Rows:
━━━━━━━━━━━━━━━━━━━━━━━━━━━━━━

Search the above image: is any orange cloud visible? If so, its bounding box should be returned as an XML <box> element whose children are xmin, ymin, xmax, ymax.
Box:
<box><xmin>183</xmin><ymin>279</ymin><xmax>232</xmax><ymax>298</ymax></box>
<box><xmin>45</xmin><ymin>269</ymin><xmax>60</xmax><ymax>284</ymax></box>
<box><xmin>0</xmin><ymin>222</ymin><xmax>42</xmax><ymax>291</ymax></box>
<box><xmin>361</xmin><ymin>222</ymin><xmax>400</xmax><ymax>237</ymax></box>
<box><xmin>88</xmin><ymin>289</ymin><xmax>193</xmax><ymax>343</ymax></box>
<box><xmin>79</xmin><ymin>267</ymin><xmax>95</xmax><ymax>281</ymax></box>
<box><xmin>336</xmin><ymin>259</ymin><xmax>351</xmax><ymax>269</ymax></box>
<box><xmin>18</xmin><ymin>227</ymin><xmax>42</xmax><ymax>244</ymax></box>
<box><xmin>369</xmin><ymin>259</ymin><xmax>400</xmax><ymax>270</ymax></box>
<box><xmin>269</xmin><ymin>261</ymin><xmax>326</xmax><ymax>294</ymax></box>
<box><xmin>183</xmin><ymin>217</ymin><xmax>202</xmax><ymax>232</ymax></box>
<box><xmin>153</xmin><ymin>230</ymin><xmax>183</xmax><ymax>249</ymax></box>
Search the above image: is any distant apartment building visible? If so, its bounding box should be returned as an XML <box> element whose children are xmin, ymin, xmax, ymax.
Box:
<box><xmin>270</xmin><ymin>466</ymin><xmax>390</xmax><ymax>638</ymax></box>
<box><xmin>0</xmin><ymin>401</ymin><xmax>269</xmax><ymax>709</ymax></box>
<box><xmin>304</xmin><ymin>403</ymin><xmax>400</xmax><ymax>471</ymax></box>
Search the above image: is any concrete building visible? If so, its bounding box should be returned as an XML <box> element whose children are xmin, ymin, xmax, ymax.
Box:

━━━━━━━━━━━━━━━━━━━━━━━━━━━━━━

What you are asked to do: Rescale the entries from the line that contains "Search the above image: is any distant" through the end of the entries, both ends included. Write every line again, requests included, and multiply each box coordinate in the answers by 0.5, rounding to whole numbers with halves rounded up.

Solution to the exercise:
Search the above image: is any distant apartment building visible? If so, its bounding box should be returned as an XML <box> element whose children are xmin, ymin, xmax, ymax.
Box:
<box><xmin>135</xmin><ymin>233</ymin><xmax>195</xmax><ymax>319</ymax></box>
<box><xmin>0</xmin><ymin>201</ymin><xmax>135</xmax><ymax>355</ymax></box>
<box><xmin>152</xmin><ymin>202</ymin><xmax>200</xmax><ymax>236</ymax></box>
Search the above image: is any concrete building visible? If so, its bounding box should be returned as an XML <box> element whose children are xmin, ymin, xmax, ymax.
Box:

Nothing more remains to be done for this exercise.